▶ [YOUR OBJECTIVE] Output the data from the line containing "Target: metal grille" through the end of the data, both ends included, as a Markdown table with the columns Row and Line. Give each line its own numbered row and leave out blank lines.
------------------------------------
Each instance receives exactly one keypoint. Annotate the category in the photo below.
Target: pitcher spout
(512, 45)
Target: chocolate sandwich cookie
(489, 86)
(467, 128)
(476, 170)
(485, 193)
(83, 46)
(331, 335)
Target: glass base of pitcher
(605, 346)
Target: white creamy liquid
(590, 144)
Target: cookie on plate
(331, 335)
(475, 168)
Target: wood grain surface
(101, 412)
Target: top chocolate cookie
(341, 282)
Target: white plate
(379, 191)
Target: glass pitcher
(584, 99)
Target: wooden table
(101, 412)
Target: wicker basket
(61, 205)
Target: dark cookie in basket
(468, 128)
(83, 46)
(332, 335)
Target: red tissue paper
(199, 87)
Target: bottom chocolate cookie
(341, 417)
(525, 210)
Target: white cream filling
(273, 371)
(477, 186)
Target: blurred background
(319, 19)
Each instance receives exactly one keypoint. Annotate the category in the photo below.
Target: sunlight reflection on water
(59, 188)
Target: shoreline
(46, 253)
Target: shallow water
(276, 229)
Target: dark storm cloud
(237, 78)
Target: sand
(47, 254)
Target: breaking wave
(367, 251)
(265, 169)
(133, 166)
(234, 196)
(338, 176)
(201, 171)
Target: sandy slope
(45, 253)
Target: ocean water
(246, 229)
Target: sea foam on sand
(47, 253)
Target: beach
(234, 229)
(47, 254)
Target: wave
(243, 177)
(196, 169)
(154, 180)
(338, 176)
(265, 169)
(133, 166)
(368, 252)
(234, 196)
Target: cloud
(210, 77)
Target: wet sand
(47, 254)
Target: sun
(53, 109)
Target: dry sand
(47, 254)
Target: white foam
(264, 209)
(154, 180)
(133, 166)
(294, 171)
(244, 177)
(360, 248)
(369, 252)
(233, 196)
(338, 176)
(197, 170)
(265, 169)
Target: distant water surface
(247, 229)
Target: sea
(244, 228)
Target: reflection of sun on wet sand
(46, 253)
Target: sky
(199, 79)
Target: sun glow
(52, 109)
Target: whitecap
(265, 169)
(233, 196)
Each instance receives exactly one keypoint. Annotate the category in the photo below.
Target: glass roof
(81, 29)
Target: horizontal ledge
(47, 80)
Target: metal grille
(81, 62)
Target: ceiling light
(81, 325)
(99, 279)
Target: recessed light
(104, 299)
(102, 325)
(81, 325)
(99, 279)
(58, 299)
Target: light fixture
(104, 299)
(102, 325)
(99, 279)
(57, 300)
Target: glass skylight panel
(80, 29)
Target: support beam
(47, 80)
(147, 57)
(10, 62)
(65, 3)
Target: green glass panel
------------------------------------
▶ [TASK OUTPUT]
| Row | Line |
|---|---|
| 1 | Target: metal grille |
| 2 | (81, 62) |
| 3 | Target: ceiling light |
| 4 | (81, 325) |
| 5 | (99, 279) |
| 6 | Target: recessed light |
| 7 | (104, 299) |
| 8 | (102, 325) |
| 9 | (81, 325) |
| 10 | (99, 279) |
| 11 | (58, 299) |
| 12 | Target: light fixture |
| 13 | (104, 299) |
| 14 | (102, 325) |
| 15 | (99, 279) |
| 16 | (57, 300) |
| 17 | Target: glass skylight panel |
| 18 | (80, 29) |
| 19 | Target: support beam |
| 20 | (47, 80) |
| 21 | (147, 57) |
| 22 | (10, 62) |
| 23 | (65, 3) |
| 24 | Target: green glass panel |